What the exercise asks: Copy the data below word for word, from its first line through the line that contains "[[1007, 0, 1075, 62]]", including that line.

[Detection annotation records]

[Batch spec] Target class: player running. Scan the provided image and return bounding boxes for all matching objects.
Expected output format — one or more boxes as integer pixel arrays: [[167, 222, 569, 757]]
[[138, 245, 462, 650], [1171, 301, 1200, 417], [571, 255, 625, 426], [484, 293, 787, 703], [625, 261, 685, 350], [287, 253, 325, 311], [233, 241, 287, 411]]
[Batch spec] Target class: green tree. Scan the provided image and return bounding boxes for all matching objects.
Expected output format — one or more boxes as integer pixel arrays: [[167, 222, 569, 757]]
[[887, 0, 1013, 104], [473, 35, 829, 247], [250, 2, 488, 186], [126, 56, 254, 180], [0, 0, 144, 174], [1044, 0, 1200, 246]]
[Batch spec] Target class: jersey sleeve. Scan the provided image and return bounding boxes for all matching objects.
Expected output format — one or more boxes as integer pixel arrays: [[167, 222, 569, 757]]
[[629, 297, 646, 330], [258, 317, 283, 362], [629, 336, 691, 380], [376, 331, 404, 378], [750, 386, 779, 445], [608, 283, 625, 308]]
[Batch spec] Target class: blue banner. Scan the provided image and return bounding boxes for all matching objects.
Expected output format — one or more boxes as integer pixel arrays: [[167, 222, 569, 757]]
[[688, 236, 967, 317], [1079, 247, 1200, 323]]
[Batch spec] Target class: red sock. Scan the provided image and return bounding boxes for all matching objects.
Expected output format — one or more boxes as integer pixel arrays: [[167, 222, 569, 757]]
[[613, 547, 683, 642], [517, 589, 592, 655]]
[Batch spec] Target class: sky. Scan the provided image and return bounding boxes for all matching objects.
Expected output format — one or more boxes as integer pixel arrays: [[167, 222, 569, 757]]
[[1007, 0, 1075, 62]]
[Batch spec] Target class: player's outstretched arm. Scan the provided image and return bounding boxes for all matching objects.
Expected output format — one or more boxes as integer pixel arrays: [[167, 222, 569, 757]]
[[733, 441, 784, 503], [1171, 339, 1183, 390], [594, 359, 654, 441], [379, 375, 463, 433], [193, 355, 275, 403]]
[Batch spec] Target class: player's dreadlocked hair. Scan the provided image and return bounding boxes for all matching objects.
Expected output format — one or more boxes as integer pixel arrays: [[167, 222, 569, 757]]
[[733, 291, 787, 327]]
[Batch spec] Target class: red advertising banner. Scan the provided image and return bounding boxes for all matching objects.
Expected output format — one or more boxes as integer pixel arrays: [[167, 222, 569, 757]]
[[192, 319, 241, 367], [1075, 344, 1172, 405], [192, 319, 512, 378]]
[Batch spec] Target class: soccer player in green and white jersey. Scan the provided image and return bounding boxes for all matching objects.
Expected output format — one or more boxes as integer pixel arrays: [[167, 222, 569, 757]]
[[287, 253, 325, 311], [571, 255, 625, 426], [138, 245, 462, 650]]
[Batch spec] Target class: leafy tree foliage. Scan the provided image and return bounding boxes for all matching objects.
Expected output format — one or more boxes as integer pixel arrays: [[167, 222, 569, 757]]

Expected answer:
[Batch spec] Target class: player running. Scan the provided image and return bounding boxes for all matching objects.
Expected output format — one or more boxes as integer pixel arrays: [[167, 222, 569, 757]]
[[138, 245, 462, 650], [1171, 301, 1200, 417], [571, 255, 625, 426], [484, 293, 787, 703], [625, 261, 685, 350], [287, 253, 325, 311], [233, 241, 287, 411]]
[Batch spec] Target class: green tree. Scan the provided image and return bounding boxes for all matching objects.
Expected output format — one or more boxes as integer pixel arrays: [[167, 222, 569, 757]]
[[887, 0, 1013, 104], [473, 35, 829, 247], [250, 2, 488, 186], [126, 56, 254, 180], [0, 0, 144, 174], [1044, 0, 1200, 246]]
[Batch spec] Target class: jersey sleeve. Scan the provided image and return bounding boxes for all matching objects.
Expected output format — one or more boxes as integer pixel arrays: [[167, 222, 569, 757]]
[[629, 297, 646, 330], [258, 317, 283, 362], [629, 336, 691, 380], [376, 331, 404, 378], [750, 386, 779, 445], [608, 283, 625, 308]]
[Batch spec] Target class: blue banner. Scan the provided image and return bounding boxes for all matching objects.
Expected output format — one or more boxes as integer pixel arrays: [[167, 222, 569, 757]]
[[688, 236, 967, 317], [1079, 247, 1200, 323]]
[Batch spec] Target class: red sock. Scan the provided image and return bounding boxes for all matching objects.
Expected output format — one or more boxes as integer pixel arrays: [[167, 222, 569, 757]]
[[613, 547, 683, 642], [517, 589, 592, 655]]
[Batch spec] Target class: sky. Scan the provided image and return bounding boxes for all matching objects.
Expected output format — one or more boxes as integer pixel arrays: [[167, 222, 569, 757]]
[[1007, 0, 1075, 62]]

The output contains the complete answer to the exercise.